TEXT PROVIDED:
###
The challenge
An urgent need for new ways to protect crops from fungal disease
A rapidly rising global population is placing increased pressure on food security. This is exacerbated by climate change, which is not only increasing extreme weather events such and flood and drought but may also be increasing crop loss due to fungal plant disease. Current control strategies include host resistance, fungicides, and management practices such as crop rotation.
Unfortunately, such strategies often do not offer adequate protection or lead to environmental damage. Furthermore, many fungal pathogens have shown a remarkable ability to evolve resistance against conventional pathogen control strategies, which can lead to devastating disease outbreaks. Therefore, there is an urgent need to add develop novel tools for pathogen control.
Our response
Investigating natural gene drives as a potential means of pathogen control
All current control strategies look at changing the plant (e.g., breeding for more resistant plants) or farming practices (e.g. chemical fungicides or crop rotation). However, a major paradigm shift would be to manipulate the pathogens themselves.
###
TASKS TO COMPLETE:
**a.** Decide whether each statement agrees with the text on fungal crop disease, answering yes or no and quoting the words that decide it: (i) crop rotation is one of the current control strategies; (ii) all current control strategies focus on manipulating the pathogens themselves; (iii) many fungal pathogens have proved able to evolve resistance to conventional control strategies.
**b.** According to the text on fungal crop disease, what would be a major paradigm shift?
**c.** Retype the text on fungal crop disease from "Our response" up to and including "the pathogens themselves.".
The stored data listing is separate material with no connection to the text on fungal crop disease.

(Stored data entries)
###
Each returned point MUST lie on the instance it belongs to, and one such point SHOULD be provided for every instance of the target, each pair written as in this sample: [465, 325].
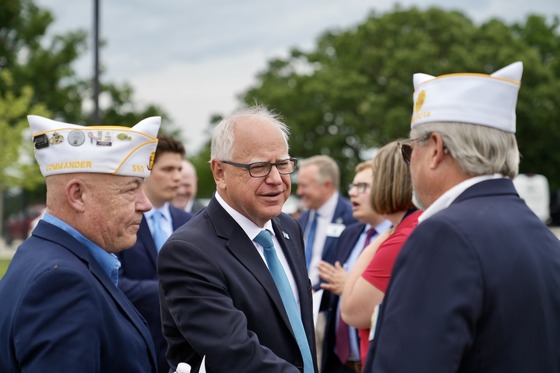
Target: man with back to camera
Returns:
[475, 288]
[233, 283]
[138, 273]
[61, 309]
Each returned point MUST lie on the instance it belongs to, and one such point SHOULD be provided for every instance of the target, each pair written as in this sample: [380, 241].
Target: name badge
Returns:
[334, 229]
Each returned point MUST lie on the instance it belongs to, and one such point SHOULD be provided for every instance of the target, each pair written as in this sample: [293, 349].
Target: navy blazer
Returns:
[60, 312]
[342, 215]
[138, 279]
[344, 247]
[474, 289]
[219, 299]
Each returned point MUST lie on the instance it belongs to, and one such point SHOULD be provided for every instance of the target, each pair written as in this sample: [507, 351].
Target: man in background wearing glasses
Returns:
[475, 288]
[233, 282]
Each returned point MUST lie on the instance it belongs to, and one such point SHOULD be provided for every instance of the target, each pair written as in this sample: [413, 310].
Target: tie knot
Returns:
[264, 238]
[157, 216]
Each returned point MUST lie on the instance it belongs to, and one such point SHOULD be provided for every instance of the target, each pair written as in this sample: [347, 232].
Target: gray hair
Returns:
[328, 168]
[223, 135]
[478, 150]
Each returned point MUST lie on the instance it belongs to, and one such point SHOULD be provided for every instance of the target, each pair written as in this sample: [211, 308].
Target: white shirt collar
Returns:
[327, 210]
[451, 195]
[164, 211]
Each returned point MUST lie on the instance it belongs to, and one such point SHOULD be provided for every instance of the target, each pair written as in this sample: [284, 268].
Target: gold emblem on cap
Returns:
[151, 163]
[420, 101]
[56, 138]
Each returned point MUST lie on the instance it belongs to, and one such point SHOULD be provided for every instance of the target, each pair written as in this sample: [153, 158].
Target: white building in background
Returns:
[534, 189]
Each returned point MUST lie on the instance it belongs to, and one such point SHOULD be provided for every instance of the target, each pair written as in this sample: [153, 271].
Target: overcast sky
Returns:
[194, 57]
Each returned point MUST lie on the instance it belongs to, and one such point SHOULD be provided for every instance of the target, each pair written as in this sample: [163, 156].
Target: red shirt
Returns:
[378, 271]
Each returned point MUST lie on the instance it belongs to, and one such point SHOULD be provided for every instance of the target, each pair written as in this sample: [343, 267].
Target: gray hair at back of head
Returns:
[478, 150]
[328, 168]
[223, 135]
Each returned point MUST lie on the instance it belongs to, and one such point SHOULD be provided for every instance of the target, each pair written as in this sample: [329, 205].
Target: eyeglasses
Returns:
[361, 187]
[262, 169]
[406, 147]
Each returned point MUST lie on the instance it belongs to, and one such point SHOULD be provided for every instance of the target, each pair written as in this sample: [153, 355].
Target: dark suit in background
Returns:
[138, 279]
[219, 299]
[342, 215]
[496, 311]
[50, 334]
[346, 242]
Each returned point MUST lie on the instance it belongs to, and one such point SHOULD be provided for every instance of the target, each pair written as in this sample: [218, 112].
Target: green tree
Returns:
[46, 64]
[42, 76]
[17, 165]
[353, 92]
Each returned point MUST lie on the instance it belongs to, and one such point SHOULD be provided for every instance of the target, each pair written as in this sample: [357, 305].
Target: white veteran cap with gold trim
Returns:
[487, 100]
[63, 148]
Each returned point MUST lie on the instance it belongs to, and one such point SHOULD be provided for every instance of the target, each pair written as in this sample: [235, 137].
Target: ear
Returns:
[438, 151]
[75, 190]
[219, 173]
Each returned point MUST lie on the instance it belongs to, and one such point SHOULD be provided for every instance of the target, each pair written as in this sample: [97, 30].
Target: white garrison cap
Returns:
[487, 100]
[63, 148]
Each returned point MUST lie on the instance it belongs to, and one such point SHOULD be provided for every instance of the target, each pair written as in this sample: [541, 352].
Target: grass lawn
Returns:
[3, 266]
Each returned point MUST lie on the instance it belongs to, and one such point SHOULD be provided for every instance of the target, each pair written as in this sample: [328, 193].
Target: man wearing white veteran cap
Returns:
[476, 286]
[61, 309]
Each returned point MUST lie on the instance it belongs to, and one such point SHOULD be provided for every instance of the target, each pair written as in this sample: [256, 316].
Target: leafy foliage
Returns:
[353, 92]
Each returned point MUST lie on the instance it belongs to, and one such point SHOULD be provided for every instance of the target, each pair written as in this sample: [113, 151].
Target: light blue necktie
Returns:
[158, 234]
[264, 238]
[310, 239]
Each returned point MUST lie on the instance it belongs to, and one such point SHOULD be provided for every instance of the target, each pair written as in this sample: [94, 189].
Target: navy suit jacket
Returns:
[474, 289]
[138, 279]
[344, 246]
[60, 312]
[342, 215]
[219, 299]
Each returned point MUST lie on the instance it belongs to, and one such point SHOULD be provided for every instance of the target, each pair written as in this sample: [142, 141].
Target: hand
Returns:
[334, 276]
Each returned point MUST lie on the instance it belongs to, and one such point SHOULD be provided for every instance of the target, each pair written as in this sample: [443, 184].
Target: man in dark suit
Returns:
[348, 248]
[243, 304]
[475, 288]
[138, 273]
[327, 214]
[318, 185]
[185, 198]
[61, 309]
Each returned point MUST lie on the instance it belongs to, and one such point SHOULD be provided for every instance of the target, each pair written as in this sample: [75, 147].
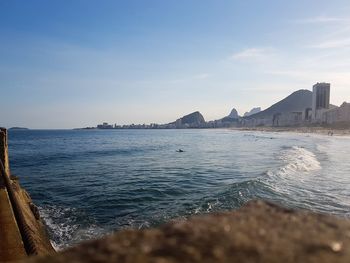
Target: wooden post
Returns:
[4, 150]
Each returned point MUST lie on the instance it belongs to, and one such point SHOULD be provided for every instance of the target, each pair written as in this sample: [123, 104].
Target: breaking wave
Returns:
[296, 160]
[67, 226]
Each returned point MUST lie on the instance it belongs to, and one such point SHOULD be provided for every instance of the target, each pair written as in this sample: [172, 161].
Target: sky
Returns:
[77, 63]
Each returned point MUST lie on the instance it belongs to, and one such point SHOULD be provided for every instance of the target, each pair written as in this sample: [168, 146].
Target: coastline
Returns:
[304, 130]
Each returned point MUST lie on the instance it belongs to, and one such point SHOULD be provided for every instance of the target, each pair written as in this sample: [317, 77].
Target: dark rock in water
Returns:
[258, 232]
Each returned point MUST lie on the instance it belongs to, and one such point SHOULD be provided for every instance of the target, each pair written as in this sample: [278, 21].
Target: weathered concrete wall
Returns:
[4, 157]
[27, 217]
[259, 232]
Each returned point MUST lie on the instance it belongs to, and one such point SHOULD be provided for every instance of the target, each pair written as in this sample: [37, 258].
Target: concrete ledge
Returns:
[258, 232]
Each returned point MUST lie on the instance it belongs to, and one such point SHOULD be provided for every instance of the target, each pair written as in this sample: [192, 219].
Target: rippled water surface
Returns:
[88, 183]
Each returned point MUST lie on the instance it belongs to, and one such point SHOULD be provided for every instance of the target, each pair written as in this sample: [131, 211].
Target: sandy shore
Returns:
[316, 130]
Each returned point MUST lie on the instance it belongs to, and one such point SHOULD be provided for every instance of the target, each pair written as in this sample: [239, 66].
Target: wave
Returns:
[296, 160]
[67, 226]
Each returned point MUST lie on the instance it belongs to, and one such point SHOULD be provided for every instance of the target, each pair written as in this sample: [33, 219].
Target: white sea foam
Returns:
[64, 227]
[296, 160]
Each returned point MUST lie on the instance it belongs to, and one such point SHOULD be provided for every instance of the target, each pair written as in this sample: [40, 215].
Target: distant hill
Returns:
[232, 117]
[193, 118]
[18, 128]
[252, 111]
[233, 114]
[297, 101]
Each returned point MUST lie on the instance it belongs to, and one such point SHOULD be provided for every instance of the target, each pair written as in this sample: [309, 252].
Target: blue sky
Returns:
[66, 64]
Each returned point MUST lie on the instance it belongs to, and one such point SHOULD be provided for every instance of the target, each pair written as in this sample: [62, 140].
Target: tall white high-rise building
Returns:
[320, 98]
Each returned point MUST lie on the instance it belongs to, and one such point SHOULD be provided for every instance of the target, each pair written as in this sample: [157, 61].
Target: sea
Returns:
[88, 183]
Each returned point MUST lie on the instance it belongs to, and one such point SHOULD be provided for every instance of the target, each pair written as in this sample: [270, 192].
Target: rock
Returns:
[258, 232]
[233, 114]
[252, 111]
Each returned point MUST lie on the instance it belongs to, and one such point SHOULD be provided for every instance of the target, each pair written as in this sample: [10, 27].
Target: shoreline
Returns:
[329, 131]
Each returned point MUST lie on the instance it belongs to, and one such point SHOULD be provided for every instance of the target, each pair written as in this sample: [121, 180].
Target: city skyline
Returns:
[75, 65]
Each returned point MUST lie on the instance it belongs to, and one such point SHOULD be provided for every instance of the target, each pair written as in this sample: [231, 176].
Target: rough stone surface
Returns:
[258, 232]
[12, 245]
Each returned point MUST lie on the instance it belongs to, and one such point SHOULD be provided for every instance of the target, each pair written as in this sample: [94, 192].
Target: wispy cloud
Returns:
[201, 76]
[251, 54]
[322, 20]
[335, 43]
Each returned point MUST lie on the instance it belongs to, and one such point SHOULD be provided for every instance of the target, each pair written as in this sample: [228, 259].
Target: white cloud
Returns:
[322, 20]
[335, 43]
[201, 76]
[250, 54]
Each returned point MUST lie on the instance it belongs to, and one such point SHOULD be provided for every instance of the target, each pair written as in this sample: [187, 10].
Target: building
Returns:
[337, 115]
[320, 100]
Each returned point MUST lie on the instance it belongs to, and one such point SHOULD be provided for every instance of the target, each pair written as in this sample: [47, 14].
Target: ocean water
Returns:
[88, 183]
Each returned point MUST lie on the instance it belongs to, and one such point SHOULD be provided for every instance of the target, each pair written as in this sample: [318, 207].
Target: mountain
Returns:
[192, 119]
[252, 111]
[297, 101]
[233, 114]
[17, 128]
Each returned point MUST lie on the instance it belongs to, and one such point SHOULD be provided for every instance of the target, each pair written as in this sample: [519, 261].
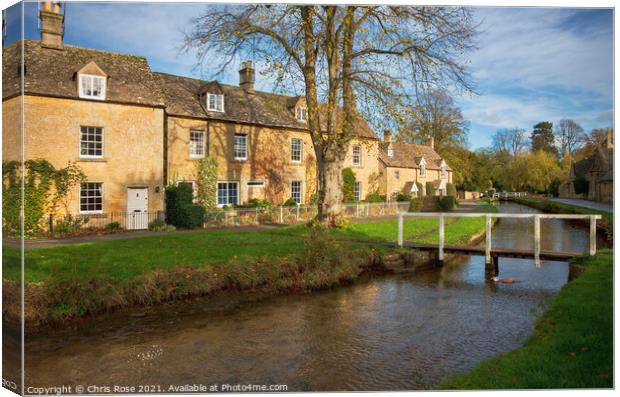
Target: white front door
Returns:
[137, 208]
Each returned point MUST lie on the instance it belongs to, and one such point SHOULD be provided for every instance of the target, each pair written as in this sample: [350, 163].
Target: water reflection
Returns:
[383, 333]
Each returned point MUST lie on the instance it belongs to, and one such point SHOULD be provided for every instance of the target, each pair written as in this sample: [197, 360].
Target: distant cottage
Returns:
[597, 171]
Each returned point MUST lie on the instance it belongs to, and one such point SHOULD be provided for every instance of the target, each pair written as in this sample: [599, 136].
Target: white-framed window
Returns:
[196, 144]
[193, 185]
[296, 150]
[215, 102]
[91, 198]
[256, 183]
[91, 142]
[357, 155]
[227, 193]
[301, 114]
[296, 191]
[241, 147]
[92, 87]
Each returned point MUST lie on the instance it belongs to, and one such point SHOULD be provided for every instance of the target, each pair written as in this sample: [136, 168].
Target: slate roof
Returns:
[182, 96]
[408, 155]
[53, 72]
[602, 162]
[130, 80]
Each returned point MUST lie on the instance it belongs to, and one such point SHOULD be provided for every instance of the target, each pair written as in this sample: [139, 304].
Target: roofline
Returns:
[279, 127]
[84, 99]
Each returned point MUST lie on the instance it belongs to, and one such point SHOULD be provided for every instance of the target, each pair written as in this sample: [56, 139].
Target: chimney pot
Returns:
[52, 25]
[246, 76]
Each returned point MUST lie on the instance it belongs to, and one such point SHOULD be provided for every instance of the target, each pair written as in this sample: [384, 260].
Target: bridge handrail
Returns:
[497, 215]
[489, 216]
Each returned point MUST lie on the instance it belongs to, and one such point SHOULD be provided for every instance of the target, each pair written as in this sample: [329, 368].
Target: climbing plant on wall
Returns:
[44, 188]
[206, 183]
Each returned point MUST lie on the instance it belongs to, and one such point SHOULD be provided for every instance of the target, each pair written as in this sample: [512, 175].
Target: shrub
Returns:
[193, 215]
[430, 189]
[420, 189]
[177, 197]
[69, 225]
[581, 185]
[348, 185]
[415, 205]
[290, 202]
[450, 189]
[258, 203]
[44, 189]
[375, 198]
[447, 203]
[114, 227]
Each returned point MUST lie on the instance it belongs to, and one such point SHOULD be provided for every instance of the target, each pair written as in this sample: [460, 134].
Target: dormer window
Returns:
[92, 87]
[215, 102]
[302, 114]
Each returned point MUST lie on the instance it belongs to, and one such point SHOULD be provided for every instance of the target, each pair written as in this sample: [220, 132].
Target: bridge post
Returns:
[441, 237]
[537, 240]
[487, 254]
[592, 235]
[400, 229]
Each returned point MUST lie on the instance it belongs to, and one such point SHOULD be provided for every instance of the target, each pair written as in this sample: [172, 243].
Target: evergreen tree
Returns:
[543, 138]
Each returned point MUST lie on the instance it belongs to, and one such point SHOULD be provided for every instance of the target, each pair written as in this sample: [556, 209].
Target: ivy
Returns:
[44, 189]
[348, 185]
[206, 183]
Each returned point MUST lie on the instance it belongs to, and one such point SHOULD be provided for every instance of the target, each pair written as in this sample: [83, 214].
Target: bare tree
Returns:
[569, 135]
[437, 117]
[372, 58]
[511, 141]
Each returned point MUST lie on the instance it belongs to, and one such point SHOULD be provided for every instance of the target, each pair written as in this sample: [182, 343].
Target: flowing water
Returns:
[395, 332]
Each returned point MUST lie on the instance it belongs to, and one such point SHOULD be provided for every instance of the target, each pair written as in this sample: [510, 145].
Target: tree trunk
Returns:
[330, 192]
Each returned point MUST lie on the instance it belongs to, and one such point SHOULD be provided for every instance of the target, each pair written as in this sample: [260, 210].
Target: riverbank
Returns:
[572, 345]
[72, 281]
[605, 225]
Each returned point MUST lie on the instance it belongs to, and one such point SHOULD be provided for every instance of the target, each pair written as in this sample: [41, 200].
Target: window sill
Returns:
[92, 160]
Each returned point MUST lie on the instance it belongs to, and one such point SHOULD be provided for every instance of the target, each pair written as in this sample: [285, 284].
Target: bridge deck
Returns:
[498, 252]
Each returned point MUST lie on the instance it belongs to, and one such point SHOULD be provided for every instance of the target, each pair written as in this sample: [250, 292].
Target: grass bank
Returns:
[69, 281]
[572, 345]
[605, 224]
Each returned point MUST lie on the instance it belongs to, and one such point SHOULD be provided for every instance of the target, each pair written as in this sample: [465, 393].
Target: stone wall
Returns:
[132, 139]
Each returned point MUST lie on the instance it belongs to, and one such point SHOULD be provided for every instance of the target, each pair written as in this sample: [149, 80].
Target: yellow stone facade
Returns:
[132, 145]
[268, 158]
[395, 179]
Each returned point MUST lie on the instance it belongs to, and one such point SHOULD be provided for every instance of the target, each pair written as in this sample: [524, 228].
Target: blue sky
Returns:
[532, 64]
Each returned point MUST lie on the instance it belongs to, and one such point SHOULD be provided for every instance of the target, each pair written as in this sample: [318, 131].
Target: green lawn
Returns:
[572, 346]
[121, 260]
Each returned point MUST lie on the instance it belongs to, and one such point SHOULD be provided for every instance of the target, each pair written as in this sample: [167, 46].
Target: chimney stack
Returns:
[52, 25]
[246, 76]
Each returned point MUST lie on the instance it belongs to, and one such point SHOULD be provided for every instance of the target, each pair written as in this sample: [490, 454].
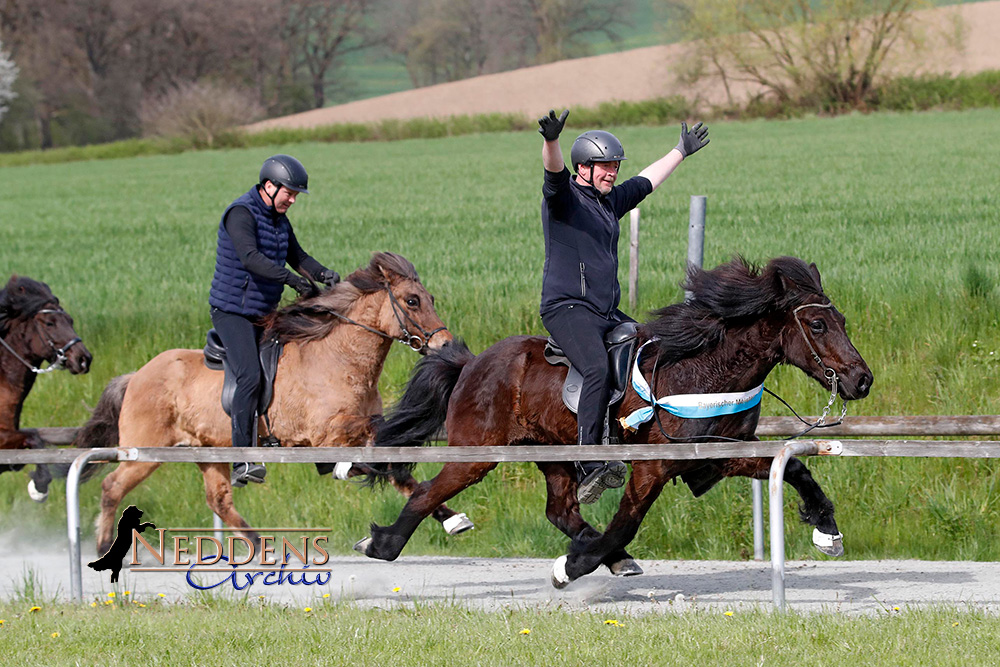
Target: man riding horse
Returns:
[580, 291]
[255, 241]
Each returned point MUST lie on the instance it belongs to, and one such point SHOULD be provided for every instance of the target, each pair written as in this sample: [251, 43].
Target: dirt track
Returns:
[854, 587]
[638, 74]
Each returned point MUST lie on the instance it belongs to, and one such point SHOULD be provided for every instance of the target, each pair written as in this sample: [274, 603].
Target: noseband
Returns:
[829, 373]
[412, 341]
[60, 361]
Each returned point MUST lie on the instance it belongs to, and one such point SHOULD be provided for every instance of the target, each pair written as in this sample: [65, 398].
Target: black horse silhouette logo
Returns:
[112, 560]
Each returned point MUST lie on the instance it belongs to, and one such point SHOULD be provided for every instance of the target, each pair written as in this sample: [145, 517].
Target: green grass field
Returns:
[406, 635]
[898, 211]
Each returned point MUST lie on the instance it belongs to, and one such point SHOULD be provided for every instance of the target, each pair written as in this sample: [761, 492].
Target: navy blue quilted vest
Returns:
[236, 290]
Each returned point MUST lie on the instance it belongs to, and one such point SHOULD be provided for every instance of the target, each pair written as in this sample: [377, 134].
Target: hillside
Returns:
[633, 75]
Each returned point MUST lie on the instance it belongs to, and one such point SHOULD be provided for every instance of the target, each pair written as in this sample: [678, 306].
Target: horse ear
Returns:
[813, 270]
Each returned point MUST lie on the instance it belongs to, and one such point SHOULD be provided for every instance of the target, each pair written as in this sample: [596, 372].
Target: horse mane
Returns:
[22, 296]
[734, 293]
[315, 317]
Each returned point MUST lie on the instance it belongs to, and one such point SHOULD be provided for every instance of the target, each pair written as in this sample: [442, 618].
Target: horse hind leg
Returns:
[387, 542]
[114, 488]
[562, 509]
[219, 495]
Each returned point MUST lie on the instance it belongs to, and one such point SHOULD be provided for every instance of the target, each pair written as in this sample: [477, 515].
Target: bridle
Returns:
[829, 373]
[61, 359]
[412, 341]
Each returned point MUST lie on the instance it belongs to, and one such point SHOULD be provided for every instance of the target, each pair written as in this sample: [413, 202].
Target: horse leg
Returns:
[386, 542]
[562, 509]
[219, 495]
[816, 508]
[642, 489]
[116, 486]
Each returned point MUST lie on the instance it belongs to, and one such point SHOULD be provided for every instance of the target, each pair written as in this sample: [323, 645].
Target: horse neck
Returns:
[740, 362]
[348, 345]
[16, 380]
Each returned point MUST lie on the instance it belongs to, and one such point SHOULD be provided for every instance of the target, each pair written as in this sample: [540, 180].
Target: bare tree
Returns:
[322, 32]
[8, 75]
[830, 51]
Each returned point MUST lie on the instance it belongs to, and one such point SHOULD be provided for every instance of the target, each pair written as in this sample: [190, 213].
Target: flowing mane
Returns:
[22, 297]
[732, 293]
[315, 317]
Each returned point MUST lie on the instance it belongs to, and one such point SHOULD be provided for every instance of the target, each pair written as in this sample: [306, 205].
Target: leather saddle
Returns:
[620, 343]
[215, 359]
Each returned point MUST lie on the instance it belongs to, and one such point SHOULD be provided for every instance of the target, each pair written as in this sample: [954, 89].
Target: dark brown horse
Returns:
[33, 329]
[325, 389]
[740, 323]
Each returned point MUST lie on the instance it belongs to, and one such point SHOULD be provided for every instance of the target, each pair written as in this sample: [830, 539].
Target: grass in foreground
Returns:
[149, 632]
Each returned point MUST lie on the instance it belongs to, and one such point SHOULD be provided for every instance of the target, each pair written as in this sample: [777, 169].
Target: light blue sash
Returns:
[687, 406]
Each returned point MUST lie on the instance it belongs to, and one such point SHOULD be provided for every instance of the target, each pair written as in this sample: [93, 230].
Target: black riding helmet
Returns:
[596, 146]
[285, 170]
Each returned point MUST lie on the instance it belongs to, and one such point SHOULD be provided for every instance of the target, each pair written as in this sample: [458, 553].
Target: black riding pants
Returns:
[580, 331]
[240, 336]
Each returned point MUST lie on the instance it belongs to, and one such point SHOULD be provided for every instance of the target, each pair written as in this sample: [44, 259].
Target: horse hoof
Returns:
[35, 494]
[626, 567]
[559, 578]
[831, 545]
[361, 546]
[457, 524]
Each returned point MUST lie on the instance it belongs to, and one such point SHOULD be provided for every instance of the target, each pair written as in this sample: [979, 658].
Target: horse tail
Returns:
[101, 430]
[422, 410]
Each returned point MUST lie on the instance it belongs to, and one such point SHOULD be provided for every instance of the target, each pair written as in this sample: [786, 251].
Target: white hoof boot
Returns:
[626, 567]
[361, 546]
[831, 545]
[35, 494]
[559, 577]
[457, 524]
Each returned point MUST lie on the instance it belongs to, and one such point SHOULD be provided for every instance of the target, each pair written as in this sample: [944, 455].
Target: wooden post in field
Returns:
[633, 259]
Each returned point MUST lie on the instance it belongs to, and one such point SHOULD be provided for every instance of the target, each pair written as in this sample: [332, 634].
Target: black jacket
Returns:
[581, 241]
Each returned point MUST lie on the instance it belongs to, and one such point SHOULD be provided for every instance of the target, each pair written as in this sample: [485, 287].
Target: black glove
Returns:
[329, 278]
[550, 126]
[305, 288]
[694, 140]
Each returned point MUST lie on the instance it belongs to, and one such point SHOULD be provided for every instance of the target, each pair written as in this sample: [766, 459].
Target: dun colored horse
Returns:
[325, 390]
[739, 324]
[33, 329]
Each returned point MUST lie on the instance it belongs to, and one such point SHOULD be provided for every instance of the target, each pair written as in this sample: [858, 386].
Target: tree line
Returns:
[86, 71]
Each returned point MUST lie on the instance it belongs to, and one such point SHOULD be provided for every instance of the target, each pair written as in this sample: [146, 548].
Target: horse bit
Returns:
[412, 341]
[829, 373]
[60, 362]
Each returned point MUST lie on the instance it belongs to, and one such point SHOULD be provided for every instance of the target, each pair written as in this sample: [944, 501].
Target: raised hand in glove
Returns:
[693, 140]
[305, 288]
[329, 278]
[550, 126]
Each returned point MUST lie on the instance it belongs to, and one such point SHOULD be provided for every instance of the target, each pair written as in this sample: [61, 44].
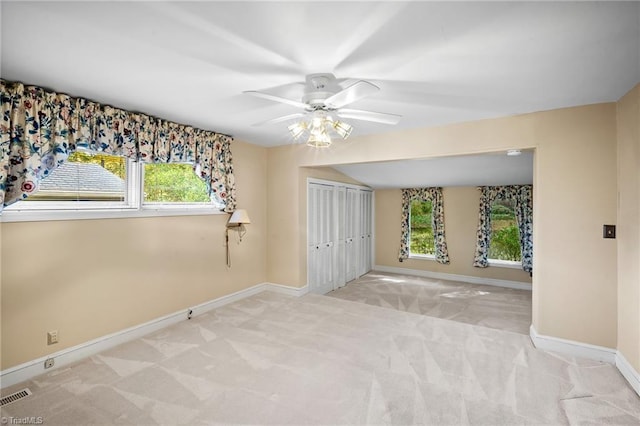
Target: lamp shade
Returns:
[239, 217]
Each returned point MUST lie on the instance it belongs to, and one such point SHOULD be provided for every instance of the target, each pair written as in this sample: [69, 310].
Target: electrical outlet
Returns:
[608, 231]
[52, 337]
[49, 363]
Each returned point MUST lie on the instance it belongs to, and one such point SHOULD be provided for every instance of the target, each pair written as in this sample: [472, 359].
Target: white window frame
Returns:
[133, 206]
[420, 256]
[510, 264]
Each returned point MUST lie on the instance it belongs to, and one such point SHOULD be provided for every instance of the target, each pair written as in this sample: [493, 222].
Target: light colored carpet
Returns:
[274, 359]
[490, 306]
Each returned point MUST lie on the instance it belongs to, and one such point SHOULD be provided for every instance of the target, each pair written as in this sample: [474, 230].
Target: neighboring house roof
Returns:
[82, 177]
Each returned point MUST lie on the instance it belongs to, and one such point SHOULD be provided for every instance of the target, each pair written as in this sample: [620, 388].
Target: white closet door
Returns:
[351, 234]
[321, 238]
[340, 252]
[364, 231]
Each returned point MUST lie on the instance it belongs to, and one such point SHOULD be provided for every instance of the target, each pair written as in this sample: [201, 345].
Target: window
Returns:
[86, 180]
[173, 183]
[421, 232]
[505, 238]
[95, 185]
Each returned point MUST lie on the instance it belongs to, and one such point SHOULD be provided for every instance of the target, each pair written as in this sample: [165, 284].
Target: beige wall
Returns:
[574, 280]
[628, 230]
[461, 222]
[88, 278]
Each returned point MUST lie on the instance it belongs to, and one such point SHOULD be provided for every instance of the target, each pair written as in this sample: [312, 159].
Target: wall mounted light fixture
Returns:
[238, 219]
###
ANSWERS FOR THE EXERCISE:
**a.**
(i) Yes: "Current control strategies include host resistance, fungicides, and management practices such as crop rotation."
(ii) No: "All current control strategies look at changing the plant (e.g., breeding for more resistant plants) or farming practices (e.g. chemical fungicides or crop rotation)."
(iii) Yes: "many fungal pathogens have shown a remarkable ability to evolve resistance against conventional pathogen control strategies"

**b.** Manipulating the pathogens themselves.

**c.**
Our response
Investigating natural gene drives as a potential means of pathogen control
All current control strategies look at changing the plant (e.g., breeding for more resistant plants) or farming practices (e.g. chemical fungicides or crop rotation). However, a major paradigm shift would be to manipulate the pathogens themselves.